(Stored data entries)
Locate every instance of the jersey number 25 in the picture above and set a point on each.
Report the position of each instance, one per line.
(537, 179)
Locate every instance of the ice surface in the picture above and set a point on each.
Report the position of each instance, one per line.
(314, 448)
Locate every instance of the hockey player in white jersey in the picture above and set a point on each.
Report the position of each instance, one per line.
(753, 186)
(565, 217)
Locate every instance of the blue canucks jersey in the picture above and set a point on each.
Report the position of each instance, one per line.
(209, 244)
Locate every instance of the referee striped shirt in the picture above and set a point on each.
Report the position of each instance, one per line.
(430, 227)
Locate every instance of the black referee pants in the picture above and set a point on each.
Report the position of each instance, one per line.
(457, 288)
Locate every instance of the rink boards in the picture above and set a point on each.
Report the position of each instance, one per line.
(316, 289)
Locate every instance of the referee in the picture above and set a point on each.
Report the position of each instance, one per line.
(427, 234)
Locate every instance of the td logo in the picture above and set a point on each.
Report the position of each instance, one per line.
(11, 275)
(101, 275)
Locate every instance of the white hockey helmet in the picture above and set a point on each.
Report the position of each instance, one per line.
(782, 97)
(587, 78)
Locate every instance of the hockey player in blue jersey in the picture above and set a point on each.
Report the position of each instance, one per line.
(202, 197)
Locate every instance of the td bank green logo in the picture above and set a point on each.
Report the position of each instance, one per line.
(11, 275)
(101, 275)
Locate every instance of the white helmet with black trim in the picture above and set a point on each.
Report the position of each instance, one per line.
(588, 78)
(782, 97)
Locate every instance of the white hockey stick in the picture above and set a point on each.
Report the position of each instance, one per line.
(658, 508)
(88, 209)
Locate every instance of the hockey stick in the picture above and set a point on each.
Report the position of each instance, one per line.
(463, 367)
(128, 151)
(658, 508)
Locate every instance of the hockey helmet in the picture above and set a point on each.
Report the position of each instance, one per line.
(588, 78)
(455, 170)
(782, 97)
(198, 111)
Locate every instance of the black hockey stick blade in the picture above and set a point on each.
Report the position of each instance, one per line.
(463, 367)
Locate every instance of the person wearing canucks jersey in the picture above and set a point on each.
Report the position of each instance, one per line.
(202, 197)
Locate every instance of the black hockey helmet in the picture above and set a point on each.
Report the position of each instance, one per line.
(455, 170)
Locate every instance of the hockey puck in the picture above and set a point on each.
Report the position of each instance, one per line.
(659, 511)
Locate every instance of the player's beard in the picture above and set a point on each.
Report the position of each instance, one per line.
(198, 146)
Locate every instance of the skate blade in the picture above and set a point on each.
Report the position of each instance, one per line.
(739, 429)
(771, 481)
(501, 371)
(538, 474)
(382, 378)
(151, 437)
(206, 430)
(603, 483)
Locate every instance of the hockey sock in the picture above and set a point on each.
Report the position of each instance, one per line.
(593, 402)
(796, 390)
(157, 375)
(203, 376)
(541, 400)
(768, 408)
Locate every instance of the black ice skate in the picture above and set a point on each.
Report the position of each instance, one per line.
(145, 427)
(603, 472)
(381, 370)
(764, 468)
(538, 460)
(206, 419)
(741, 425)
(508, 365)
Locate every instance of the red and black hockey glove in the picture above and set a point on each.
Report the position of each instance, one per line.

→ **Requirements**
Reproduce the entries above in full, verbatim.

→ **Exercise result**
Locate every instance of the jersey number 25 in the picture above and set a point on each.
Report the position of each instance, one per line.
(537, 179)
Locate every instance of the ice surface in the picture above and set a point on each.
Report the position of each instance, one per line.
(314, 448)
Locate every instance of the hockey player in white jersey in the picture above and set a point on each.
Report the position of each instance, one per line.
(753, 186)
(565, 217)
Locate every instance of the blue canucks jersey in the picture above and set a point on each.
Report the position of each instance, one per line.
(209, 244)
Locate every instance of the referee striped shirt in the picture above and set a point on each.
Report the position of each instance, one per line.
(430, 227)
Locate every instance of the black referee pants in the picture above and set a point on each.
Report the position of each instance, one per line.
(457, 288)
Locate every instance of the rink boards in the picture above and set a point on each.
Report the position of each instance, one per line.
(316, 289)
Locate every instance of the referee in the picture above and set a point on each.
Report the position of each instance, one per line.
(427, 234)
Locate every instance of the td logo in the picture above and set a point on each.
Report the position of each instance, one per line.
(11, 275)
(101, 275)
Locate every instance of the white hockey helmet in the picture above and set a point on each.
Report the position of each instance, one per line.
(782, 97)
(587, 78)
Locate every instance of the hockey player in blue jersey in the picture above and set a point on each.
Report the position of each instance, one per line.
(202, 197)
Locate every instance of the td bank green logo in the picture above and set a point on each.
Report the position of each instance, one per line.
(11, 275)
(101, 275)
Locate every instance of the white helmet with black trim in the picture above and set a point on each.
Report the position of each instance, one per line.
(588, 78)
(782, 97)
Locate every instance of the white hockey stick in the picture above and set a point on each.
Report the position of each instance, one per line.
(658, 508)
(88, 209)
Locate every instance of the hockey stick in the picture above and set a point on each.
Report the position of each instance, one per line.
(463, 367)
(128, 151)
(658, 508)
Locate every instance of the hockey helmet in the picture above and set a point on each.
Report the position of each instance, one per line.
(588, 78)
(455, 170)
(782, 97)
(198, 111)
Locate every instance of the black hockey stick blade in the picture above and set a point on each.
Report the position of each instance, one per line.
(463, 367)
Locate every instance of the person wearing canucks jersey in the picture above and set a point on each.
Report the position of each instance, one per line.
(202, 197)
Locate every instance of the black hockey helmet in the picture above and set a point on each.
Report the position of each instance, one per line.
(455, 170)
Locate every instance of the hockey puck in the picture above and set a point on each.
Report the position of each instance, one per line.
(659, 511)
Locate every instance of the player's beard in the picture above and set a point on each.
Report the position of each instance, one per line.
(198, 146)
Locate every instance of the skate blade in the picture above and set a point on each.
Report the position of each instance, one per line.
(739, 429)
(771, 481)
(501, 371)
(538, 474)
(382, 378)
(151, 437)
(206, 430)
(603, 483)
Locate every instance of the hockey sock in the picture above and set a point on each.
Report the position of each instance, one per line.
(593, 402)
(796, 390)
(157, 375)
(203, 376)
(541, 400)
(768, 408)
Locate every instance of the black ice skate in the picture above and set a point on each.
Report the position of each instance, one per line.
(145, 427)
(603, 472)
(381, 370)
(764, 468)
(538, 460)
(206, 419)
(741, 425)
(508, 365)
Locate every instance of the red and black hockey glove in the picture above and set a point on each.
Report the position of each instance, one per line.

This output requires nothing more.